[EXERCISE DIRECTIONS]
All lines up to and including the one that contains "Target: parked car row" are to be transcribed exactly, starting from the first line of the records.

[RECORDED DATA]
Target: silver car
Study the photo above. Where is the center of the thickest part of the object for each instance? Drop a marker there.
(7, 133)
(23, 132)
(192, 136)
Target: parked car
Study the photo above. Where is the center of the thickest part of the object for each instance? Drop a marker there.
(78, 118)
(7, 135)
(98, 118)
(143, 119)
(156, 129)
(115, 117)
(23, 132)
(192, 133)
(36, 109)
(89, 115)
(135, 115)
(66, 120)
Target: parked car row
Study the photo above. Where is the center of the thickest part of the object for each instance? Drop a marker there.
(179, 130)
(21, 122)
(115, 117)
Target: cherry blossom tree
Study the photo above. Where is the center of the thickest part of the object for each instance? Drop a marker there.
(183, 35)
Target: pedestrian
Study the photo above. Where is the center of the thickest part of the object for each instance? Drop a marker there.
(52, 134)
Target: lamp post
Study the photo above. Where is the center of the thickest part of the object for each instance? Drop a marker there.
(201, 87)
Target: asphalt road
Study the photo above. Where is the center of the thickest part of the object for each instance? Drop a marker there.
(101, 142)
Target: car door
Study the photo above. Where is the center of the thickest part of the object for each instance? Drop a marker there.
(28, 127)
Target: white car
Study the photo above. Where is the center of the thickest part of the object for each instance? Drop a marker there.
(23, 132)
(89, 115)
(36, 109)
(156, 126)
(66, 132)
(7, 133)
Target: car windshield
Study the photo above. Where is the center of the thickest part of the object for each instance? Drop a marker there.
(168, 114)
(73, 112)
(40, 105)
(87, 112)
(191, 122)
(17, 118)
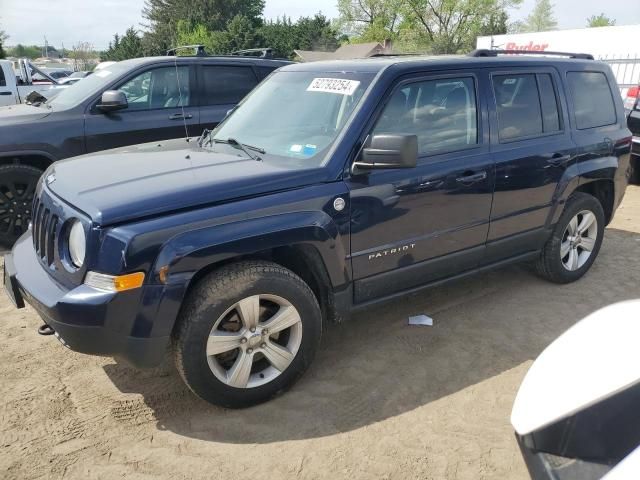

[TASK RESPONSE]
Target: silver car
Study the photo above. Where is the center of the thickest part of the object for each instance? Drop a marker there.
(7, 133)
(23, 132)
(192, 136)
Target: parked car
Study the photo above. Where is the center of the thickest part of the object for each instance? Drop a marker there.
(78, 118)
(7, 135)
(98, 118)
(143, 119)
(156, 129)
(115, 117)
(23, 132)
(192, 133)
(36, 109)
(89, 115)
(135, 115)
(66, 120)
Target: parked car row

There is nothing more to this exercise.